EXERCISE PASSAGE:
• • • •
Thank you, Antoine. I'm now moving on to page 15. Tikehau Capital is increasingly global, and I can assure you that we are witnessing this progress every day. We've built now a permanent presence in 12 countries, and there will be more to come. This local presence, as we've had the opportunity to tell you many times, is key for two reasons. I mean, first, for the origination of investment opportunities for our investment strategies, but also it is a critical tool when it comes to gaining new clients and capturing the growing share of capital that global investors seek to allocate to alternative and private assets. As such, we continue to internationalize our client base with AUM from international clients now reaching EUR 12 billion. This is a 29.3% increase year-on-year, growing faster than asset management AUM.

In terms of flow, you can see that more than 50% of our fundraising came from non-French LPs, and that since IPO, our international AUM has been growing almost twice as fast as AUM for the group. Clearly we are delivering on this front as well, and we will keep a strong fundraising momentum in all our geographies. I'm now on page 16, looking at our client base breakdown. First, we have a very solid and growing institutional LP base. As I just discussed, this client base is increasingly international, and our LP base keeps expanding across the globe. In 2021, we have enhanced our product range for private investors, which offers significant growth potential.

As an example, two unit-linked products have been successfully launched in France, one in Private Debt, the other one in Private Equity, and both attracted a total of more than EUR 200 million of commitment at the end of December, just a few months after we had launched. These initiatives, together with the growth at Sofidy as well as our listed REITs and obviously our crowdfunding platforms, are putting the group in a strong position to capture the growing demand from private investors to access alternative assets. In September 2021, we also launched a private wealth solution group aiming at enhancing direct access to our funds for family offices and high-net-worth individuals globally. This is a new step forward in addressing a growing client category, which is becoming increasingly sophisticated and willing to raise its exposure to alternative assets.

This initiative complements the existing intermediated private clients coverage that we had been developing at Tikehau through private banks, IFAs , in French, the CGP, and unit-linked insurance contract. In other words, we are building an infrastructure which puts us in a very favorable position to tackle the growing demand from private investors to access private market. Moving on now to our investment portfolio, which has delivered very sweet performance in 2021. I'm now on page 18, and as you can see, our portfolio is as granular as ever with 229 underlying assets, representing a total of EUR 2.7 billion. In 2020, we kept on investing in our own asset management strategies in line with our alignment of interest approach.
• • • •
EXERCISE BRIEF: Can you reproduce, word for word, everything in the Tikehau Capital remarks from "This initiative complements" down to "of interest approach."?
• • • •
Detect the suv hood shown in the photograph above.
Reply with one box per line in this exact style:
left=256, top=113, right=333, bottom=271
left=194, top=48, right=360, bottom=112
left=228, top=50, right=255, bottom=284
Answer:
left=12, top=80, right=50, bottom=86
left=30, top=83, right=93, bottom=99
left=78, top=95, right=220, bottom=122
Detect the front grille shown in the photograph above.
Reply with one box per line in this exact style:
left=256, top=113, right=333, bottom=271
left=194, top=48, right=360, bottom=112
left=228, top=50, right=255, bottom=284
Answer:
• • • •
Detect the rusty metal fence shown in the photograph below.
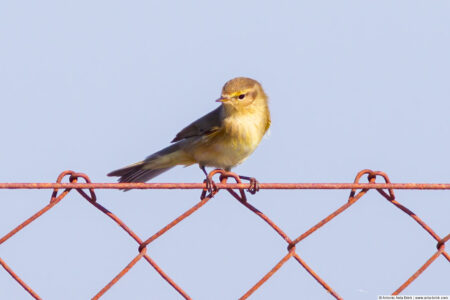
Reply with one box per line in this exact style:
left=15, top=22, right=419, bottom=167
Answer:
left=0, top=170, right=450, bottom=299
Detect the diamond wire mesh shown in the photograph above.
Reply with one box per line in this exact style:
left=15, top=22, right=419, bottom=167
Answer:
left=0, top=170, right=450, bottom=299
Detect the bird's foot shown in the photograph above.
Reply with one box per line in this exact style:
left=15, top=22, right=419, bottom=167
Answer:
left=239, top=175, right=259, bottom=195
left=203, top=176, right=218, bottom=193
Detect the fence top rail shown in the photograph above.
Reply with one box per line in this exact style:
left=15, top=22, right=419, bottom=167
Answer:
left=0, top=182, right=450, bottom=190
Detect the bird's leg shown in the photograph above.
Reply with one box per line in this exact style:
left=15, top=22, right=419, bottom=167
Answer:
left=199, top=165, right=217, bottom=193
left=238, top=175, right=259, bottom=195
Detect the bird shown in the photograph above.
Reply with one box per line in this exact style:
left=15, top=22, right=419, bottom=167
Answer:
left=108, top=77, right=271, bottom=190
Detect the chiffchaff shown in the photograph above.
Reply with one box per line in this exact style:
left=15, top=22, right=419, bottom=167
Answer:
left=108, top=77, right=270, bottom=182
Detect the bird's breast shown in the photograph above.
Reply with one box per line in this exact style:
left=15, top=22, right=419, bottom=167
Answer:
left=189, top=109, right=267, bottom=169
• • • •
EXERCISE RESPONSE:
This initiative complements the existing intermediated private clients coverage that we had been developing at Tikehau through private banks, IFAs , in French, the CGP, and unit-linked insurance contract. In other words, we are building an infrastructure which puts us in a very favorable position to tackle the growing demand from private investors to access private market. Moving on now to our investment portfolio, which has delivered very sweet performance in 2021. I'm now on page 18, and as you can see, our portfolio is as granular as ever with 229 underlying assets, representing a total of EUR 2.7 billion. In 2020, we kept on investing in our own asset management strategies in line with our alignment of interest approach.